Generally, all sunscreen is required to retain its original strength for at least three years. Check the sunscreen labels for directions on storing and expiration dates. Throw sunscreen away if it’s expired or more than three years old.

Sun Protection for Babies & Toddlers

  • The American Academy of Paediatrics recommends using other forms of sun protection, such as shade or clothing, for babies and toddlers.
  • Keep them cool and hydrated
  • You may use sunscreen on babies and toddlers when sun protective clothing and shade aren’t available
  • The best products for them are those that contain physical blockers (titanium oxide, zinc oxide), as they may cause less skin irritation

Medications that Increase Your Sensitivity to the Sun

  • Be aware of medications that increase your sensitivity to the sun.
  • Common drugs that make you more sensitive to sunlight include antihistamines, ibuprofen, certain antibiotics, antidepressants, antipsychotics and some cholesterol-lowering drugs.

◆ ◆ ◆ ◆ ◆ ◆ ◆

● **Task instructions**: Continue the sun protection text, starting after the sentence that ends "some cholesterol-lowering drugs."

Natural-language object grounding records:

◆ ◆ ◆ ◆ ◆ ◆ ◆

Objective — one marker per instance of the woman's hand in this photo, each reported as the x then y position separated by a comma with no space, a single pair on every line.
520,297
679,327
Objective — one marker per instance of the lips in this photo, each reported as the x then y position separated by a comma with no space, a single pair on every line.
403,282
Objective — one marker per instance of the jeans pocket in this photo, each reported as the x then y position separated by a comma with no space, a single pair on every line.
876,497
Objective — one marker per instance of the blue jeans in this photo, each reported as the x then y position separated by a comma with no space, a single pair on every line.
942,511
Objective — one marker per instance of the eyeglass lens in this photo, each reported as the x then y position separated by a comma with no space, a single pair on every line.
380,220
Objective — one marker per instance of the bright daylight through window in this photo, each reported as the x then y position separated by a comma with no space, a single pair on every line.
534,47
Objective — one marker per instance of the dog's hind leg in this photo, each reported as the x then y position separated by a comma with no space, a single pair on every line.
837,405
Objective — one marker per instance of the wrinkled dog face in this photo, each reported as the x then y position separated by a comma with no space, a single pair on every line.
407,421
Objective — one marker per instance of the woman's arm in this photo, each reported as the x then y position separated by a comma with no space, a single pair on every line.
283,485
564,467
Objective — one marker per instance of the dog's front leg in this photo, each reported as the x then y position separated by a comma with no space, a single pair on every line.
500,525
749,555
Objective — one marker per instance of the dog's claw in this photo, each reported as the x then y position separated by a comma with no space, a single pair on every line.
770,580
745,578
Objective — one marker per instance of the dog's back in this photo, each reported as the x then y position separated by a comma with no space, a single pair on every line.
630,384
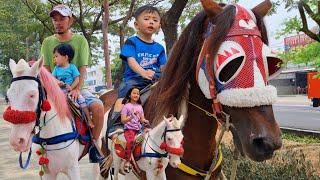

◆ ◆ ◆ ◆ ◆ ◆ ◆

● **Task result**:
  • Talk with your pharmacist about your medication side effects.

Treatment of Sunburn

Sunburn Relief

Sunburn treatment is designed to attack the burn on two fronts — relieving reddened, inflamed skin while easing the pain.

Here are a few home remedies for sunburn:

  • Compresses: Apply cold compresses to your skin or take a cool bath to soothe the burn.
  • Creams or gels. To take the sting out of your sunburn, gently rub on a cream or gel containing ingredients such as:
    • Menthol
    • Camphor
    • Aloe
    • Refrigerating the cream first will make it feel even better on your sunburned skin.
  • Stay hydrated: Drink plenty of water and other fluids so that you don’t become dehydrated.
  • Avoid the sun: Until your sunburn heals, stay out of the sun.
  • Sunburn may take several days or longer to fade.
  • Generally, within a few days, your body may start to heal itself by “peeling” the top layer of damaged skin; you will generally also experience itching. After peeling, your skin may temporarily have an irregular colour and pattern.
  • A bad sunburn may take several days or longer to heal.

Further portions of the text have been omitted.